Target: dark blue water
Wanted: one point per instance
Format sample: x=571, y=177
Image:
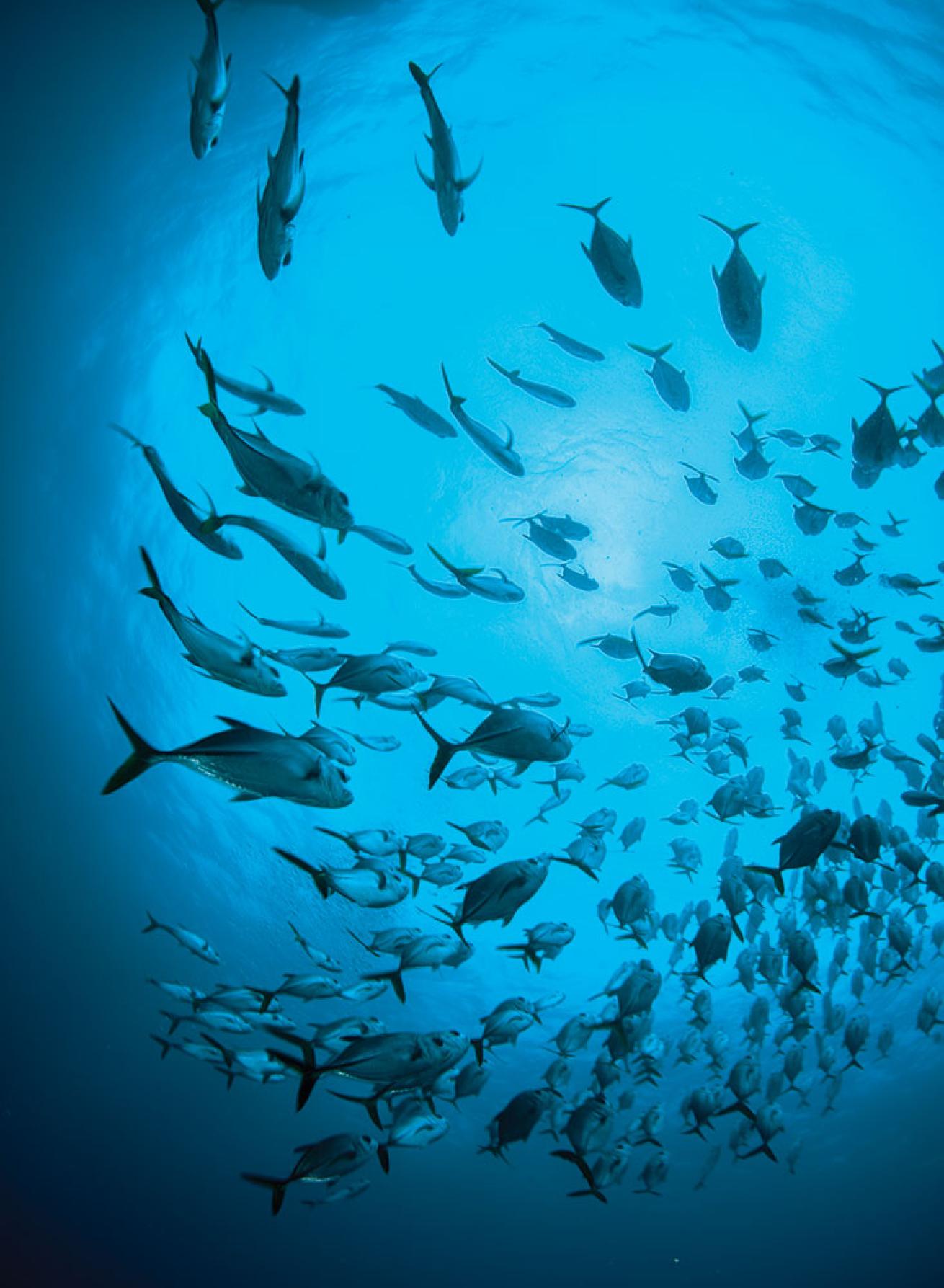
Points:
x=823, y=124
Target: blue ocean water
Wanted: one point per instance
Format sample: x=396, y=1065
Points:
x=823, y=124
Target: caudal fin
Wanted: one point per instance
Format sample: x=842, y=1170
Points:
x=270, y=1183
x=314, y=874
x=155, y=590
x=304, y=1064
x=142, y=758
x=883, y=391
x=734, y=234
x=768, y=872
x=420, y=76
x=651, y=353
x=445, y=751
x=394, y=978
x=294, y=90
x=587, y=210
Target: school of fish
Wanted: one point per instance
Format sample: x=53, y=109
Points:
x=847, y=897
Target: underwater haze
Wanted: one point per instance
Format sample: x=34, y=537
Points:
x=677, y=875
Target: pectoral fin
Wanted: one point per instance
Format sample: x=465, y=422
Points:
x=471, y=178
x=425, y=178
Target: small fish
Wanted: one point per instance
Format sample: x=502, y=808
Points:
x=670, y=383
x=544, y=393
x=187, y=514
x=230, y=661
x=739, y=290
x=263, y=399
x=278, y=204
x=576, y=348
x=188, y=939
x=698, y=484
x=210, y=90
x=484, y=438
x=417, y=411
x=446, y=182
x=611, y=258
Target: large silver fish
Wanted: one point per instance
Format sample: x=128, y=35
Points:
x=210, y=90
x=281, y=199
x=254, y=762
x=446, y=182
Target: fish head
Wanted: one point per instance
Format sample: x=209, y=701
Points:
x=337, y=507
x=326, y=785
x=206, y=123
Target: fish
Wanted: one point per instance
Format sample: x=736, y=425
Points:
x=233, y=662
x=500, y=587
x=379, y=538
x=739, y=291
x=700, y=484
x=544, y=393
x=320, y=1163
x=675, y=671
x=188, y=939
x=270, y=471
x=510, y=733
x=280, y=201
x=611, y=258
x=210, y=89
x=254, y=762
x=484, y=438
x=576, y=348
x=368, y=675
x=319, y=630
x=187, y=514
x=446, y=182
x=307, y=563
x=389, y=1062
x=417, y=411
x=369, y=884
x=264, y=399
x=670, y=383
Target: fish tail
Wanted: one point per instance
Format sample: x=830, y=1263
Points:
x=734, y=234
x=774, y=874
x=320, y=690
x=394, y=978
x=304, y=1067
x=223, y=1050
x=883, y=393
x=142, y=758
x=155, y=590
x=317, y=875
x=590, y=1193
x=127, y=433
x=163, y=1044
x=587, y=210
x=270, y=1183
x=369, y=1103
x=651, y=353
x=173, y=1021
x=294, y=90
x=420, y=76
x=445, y=751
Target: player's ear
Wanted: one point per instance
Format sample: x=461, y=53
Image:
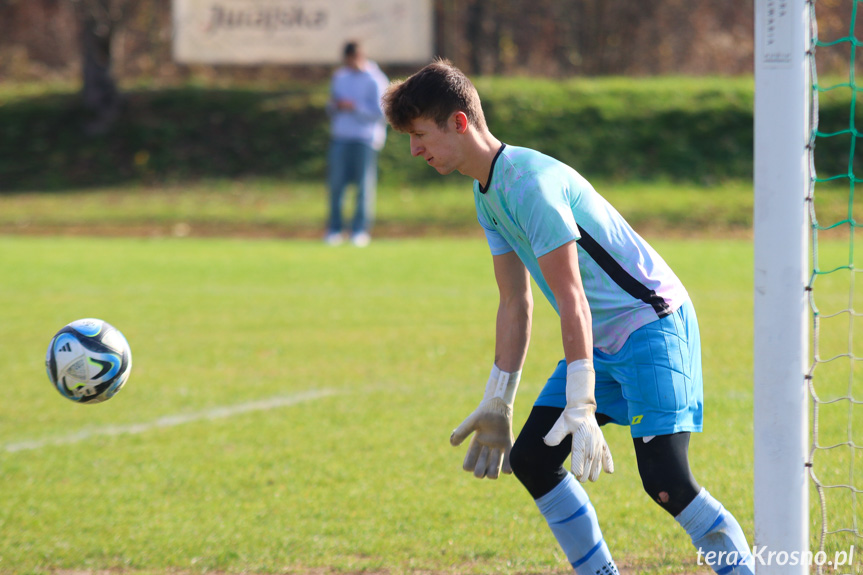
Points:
x=461, y=122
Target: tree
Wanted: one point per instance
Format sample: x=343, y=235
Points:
x=98, y=21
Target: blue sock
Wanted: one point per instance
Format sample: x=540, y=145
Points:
x=573, y=521
x=718, y=537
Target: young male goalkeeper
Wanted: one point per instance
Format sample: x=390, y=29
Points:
x=629, y=331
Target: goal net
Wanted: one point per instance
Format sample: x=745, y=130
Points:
x=808, y=393
x=835, y=383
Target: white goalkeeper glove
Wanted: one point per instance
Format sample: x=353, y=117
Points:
x=491, y=424
x=590, y=453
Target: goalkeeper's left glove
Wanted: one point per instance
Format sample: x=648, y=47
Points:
x=488, y=452
x=590, y=453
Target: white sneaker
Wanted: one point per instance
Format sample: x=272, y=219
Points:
x=361, y=239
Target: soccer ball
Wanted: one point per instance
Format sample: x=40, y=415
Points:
x=88, y=361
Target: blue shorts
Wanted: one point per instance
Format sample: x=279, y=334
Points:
x=653, y=384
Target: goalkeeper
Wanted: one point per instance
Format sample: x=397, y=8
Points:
x=630, y=336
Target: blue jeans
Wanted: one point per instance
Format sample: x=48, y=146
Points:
x=357, y=163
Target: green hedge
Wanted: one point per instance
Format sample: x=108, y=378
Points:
x=685, y=129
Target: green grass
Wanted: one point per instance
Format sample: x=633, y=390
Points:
x=400, y=334
x=268, y=207
x=396, y=339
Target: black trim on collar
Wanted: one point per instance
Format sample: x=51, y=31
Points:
x=484, y=189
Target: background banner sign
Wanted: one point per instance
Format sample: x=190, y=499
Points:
x=300, y=31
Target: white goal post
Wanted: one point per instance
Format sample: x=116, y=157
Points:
x=781, y=180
+---+
> [What you are asked to do]: Go over the data and return every line that includes the word "green".

> [Solution for this problem]:
Target: green hedge
Target: green grass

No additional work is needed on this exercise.